=== Problem to work on ===
Write out exactly the lines below that run from the line containing "Where can the tree foliage" through the last line of the records.

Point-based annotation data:
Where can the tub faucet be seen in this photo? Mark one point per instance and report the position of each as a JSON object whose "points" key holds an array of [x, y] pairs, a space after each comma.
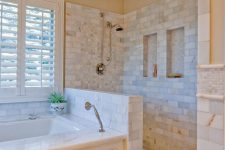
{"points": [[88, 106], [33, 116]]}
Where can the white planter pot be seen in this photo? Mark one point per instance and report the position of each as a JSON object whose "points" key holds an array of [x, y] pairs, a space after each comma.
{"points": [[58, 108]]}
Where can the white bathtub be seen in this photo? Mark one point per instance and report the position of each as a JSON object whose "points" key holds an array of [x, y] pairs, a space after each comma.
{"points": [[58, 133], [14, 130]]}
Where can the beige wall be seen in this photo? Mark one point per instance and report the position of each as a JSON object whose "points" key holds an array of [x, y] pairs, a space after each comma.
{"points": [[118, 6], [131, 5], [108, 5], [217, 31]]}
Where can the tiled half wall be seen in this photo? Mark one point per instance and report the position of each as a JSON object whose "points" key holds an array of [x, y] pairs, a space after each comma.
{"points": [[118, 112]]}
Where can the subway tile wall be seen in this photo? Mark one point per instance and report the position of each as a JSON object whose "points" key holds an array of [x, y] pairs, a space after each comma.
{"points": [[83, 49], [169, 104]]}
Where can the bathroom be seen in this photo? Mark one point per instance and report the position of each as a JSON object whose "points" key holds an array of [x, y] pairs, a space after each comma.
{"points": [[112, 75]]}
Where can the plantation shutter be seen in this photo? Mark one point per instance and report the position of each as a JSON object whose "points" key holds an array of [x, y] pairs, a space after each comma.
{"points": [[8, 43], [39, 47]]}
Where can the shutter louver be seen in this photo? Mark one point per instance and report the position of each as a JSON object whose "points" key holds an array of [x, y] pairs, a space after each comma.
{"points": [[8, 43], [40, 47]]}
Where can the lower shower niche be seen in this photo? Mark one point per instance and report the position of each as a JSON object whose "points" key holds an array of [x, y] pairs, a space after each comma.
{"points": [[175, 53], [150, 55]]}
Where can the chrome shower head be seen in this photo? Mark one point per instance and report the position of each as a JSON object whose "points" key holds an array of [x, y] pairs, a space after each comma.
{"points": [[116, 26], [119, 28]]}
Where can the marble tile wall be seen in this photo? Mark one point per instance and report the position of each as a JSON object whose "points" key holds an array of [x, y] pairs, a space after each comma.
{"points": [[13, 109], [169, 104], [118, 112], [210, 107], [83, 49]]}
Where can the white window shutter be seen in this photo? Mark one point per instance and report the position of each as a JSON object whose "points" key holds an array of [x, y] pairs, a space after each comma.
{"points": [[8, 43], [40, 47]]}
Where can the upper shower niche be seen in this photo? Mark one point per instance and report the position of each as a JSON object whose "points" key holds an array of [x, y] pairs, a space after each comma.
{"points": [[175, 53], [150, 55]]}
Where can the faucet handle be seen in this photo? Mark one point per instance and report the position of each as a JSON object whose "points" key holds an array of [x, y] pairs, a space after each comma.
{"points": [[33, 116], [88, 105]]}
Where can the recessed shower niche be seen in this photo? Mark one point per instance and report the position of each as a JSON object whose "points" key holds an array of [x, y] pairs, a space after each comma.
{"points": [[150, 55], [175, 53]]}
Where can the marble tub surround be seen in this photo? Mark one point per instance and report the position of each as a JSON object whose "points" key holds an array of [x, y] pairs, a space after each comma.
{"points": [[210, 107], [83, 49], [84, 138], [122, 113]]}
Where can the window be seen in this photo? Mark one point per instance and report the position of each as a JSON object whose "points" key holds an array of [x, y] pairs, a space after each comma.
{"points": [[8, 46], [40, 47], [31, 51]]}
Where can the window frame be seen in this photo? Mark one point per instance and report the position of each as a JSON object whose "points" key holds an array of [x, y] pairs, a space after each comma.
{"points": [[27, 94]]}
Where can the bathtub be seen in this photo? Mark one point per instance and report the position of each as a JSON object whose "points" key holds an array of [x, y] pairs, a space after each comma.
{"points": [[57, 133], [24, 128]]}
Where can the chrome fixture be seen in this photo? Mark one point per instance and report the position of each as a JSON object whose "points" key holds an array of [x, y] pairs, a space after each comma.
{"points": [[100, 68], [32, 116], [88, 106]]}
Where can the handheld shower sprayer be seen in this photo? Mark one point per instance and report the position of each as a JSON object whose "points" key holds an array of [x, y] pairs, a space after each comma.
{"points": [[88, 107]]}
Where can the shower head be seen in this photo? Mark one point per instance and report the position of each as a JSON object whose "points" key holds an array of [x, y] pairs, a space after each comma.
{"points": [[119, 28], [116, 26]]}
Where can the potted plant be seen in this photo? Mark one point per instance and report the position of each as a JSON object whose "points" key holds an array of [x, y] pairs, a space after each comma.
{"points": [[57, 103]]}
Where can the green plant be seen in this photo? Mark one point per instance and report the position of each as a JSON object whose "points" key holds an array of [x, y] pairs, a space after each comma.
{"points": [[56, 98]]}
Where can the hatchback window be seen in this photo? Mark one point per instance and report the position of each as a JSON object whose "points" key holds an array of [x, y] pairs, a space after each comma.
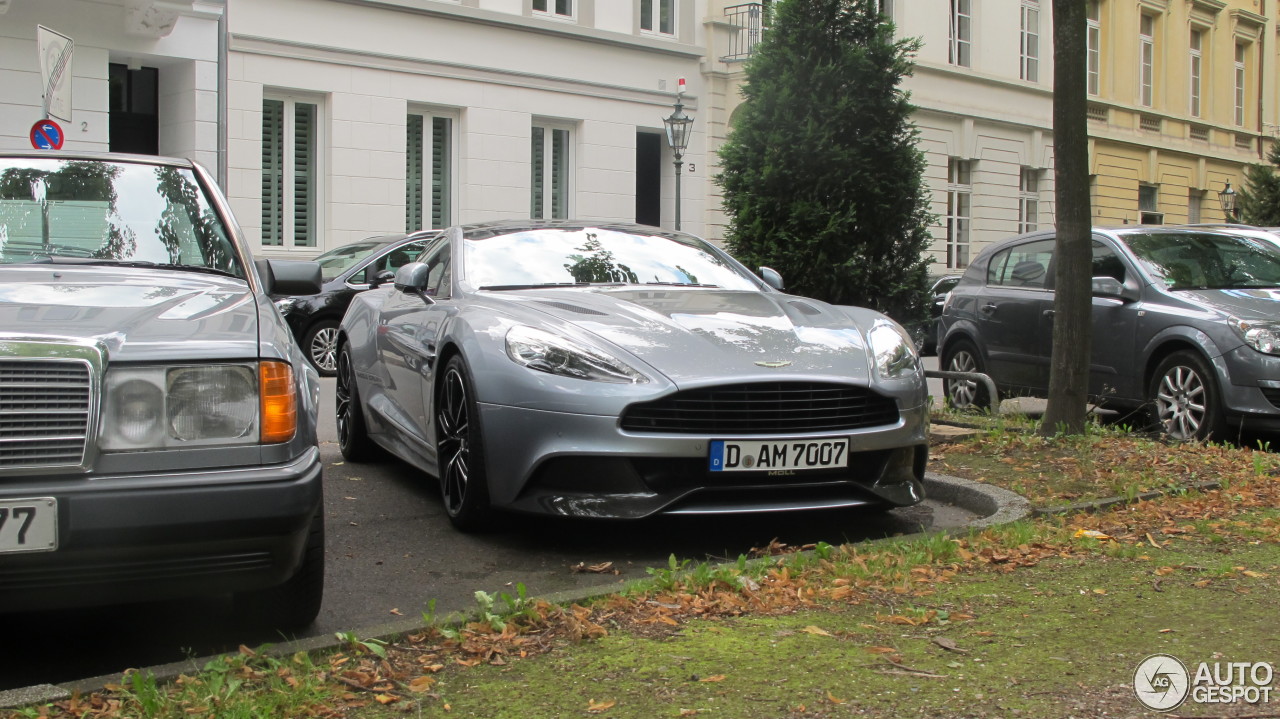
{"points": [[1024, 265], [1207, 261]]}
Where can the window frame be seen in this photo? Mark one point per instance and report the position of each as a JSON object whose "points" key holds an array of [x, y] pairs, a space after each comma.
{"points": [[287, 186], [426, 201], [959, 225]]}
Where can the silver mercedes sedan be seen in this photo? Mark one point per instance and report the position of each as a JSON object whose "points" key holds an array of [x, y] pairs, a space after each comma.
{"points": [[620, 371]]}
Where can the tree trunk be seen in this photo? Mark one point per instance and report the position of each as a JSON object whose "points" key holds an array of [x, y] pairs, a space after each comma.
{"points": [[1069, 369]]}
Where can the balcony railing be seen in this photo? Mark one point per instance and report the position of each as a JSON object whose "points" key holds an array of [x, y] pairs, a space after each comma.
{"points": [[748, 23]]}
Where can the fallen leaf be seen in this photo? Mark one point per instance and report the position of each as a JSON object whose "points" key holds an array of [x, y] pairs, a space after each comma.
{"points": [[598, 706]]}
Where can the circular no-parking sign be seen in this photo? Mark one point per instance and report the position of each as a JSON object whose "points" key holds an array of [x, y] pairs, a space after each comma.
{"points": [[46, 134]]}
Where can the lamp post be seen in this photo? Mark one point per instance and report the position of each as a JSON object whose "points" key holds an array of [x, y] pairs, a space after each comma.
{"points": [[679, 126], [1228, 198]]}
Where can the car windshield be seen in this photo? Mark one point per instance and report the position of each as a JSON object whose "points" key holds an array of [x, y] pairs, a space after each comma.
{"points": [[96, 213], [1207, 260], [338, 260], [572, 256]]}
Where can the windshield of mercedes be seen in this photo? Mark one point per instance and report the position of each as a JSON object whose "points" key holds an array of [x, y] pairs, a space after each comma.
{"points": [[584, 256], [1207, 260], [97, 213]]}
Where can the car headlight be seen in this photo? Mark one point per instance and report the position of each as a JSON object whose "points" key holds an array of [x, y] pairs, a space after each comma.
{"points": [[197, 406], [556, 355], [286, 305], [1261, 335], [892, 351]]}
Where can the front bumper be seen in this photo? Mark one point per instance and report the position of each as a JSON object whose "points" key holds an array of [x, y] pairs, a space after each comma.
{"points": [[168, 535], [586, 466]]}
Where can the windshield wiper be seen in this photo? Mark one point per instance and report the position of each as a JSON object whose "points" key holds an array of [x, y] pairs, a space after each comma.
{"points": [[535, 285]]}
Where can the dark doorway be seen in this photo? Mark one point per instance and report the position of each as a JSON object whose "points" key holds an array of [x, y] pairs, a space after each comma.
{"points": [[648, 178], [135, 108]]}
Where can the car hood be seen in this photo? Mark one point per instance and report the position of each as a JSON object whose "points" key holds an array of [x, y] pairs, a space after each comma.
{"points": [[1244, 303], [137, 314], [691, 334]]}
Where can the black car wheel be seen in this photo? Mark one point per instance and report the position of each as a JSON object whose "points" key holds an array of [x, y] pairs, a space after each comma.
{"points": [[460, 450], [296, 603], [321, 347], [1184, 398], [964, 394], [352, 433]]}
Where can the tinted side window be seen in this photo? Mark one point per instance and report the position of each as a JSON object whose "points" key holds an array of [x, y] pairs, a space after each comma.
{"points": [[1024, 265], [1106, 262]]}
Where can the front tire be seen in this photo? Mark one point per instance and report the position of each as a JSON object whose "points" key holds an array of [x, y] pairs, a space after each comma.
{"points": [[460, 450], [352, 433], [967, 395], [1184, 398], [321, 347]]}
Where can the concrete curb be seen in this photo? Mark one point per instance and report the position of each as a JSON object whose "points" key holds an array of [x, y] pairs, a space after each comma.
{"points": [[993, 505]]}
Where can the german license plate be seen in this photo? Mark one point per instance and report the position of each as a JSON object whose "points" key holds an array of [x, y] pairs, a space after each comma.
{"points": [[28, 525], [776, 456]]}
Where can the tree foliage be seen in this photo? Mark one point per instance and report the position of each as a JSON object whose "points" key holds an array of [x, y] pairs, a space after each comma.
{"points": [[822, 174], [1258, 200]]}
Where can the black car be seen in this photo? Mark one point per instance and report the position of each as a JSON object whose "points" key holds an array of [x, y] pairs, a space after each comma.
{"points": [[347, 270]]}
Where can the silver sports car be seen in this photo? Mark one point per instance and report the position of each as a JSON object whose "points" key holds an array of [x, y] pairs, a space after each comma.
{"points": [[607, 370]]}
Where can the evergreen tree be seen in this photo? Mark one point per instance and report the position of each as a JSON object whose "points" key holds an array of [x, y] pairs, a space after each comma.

=== Output of the exercise ===
Where can the tree foliage be seen in this photo? Mark one point per instance and report the position of each as a JSON object whose "points" key holds an array of [x, y] pairs, a space after each comma.
{"points": [[822, 174], [1258, 200]]}
Where can the black car be seen in this photo? Mark one point per instance and report the position of each as a JSON object whose "points" key holds an array of [x, y] pairs, a space after each comma.
{"points": [[347, 270]]}
Where can the silver sports car be seen in this photo? Mark one point per instance and report the position of each as a JSON object whose "points" key holds an array of [x, y] pairs, a space after each comma.
{"points": [[607, 370]]}
Where can the evergreen tree be seen in this photo? Mark one point per instance and report the position of each as a JSON object whose "points" key holds an array of [x, y] pairs, a space after each comma.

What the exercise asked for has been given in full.